## PROMPT
Copy each of the following items line for line, without changing any character.

## SUPPLIED DATA
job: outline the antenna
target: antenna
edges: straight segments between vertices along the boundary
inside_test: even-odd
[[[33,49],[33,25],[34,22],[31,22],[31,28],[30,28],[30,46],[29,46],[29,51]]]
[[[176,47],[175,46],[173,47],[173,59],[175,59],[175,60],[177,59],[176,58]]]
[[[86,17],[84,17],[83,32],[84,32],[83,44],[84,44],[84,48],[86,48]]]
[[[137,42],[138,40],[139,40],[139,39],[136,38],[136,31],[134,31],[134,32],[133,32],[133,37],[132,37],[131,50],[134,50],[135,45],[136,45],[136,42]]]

## FULL ANSWER
job: outline the antenna
target: antenna
edges: straight segments between vertices along the boundary
inside_test: even-odd
[[[33,49],[33,25],[34,22],[31,22],[31,28],[30,28],[30,46],[29,46],[29,51]]]
[[[176,47],[175,46],[173,47],[173,59],[175,59],[175,60],[177,59],[176,58]]]
[[[86,17],[84,17],[83,32],[84,32],[83,44],[84,44],[84,48],[86,48]]]
[[[137,42],[138,40],[139,40],[139,39],[136,38],[136,31],[134,31],[134,32],[133,32],[133,37],[132,37],[131,50],[134,50],[135,45],[136,45],[136,42]]]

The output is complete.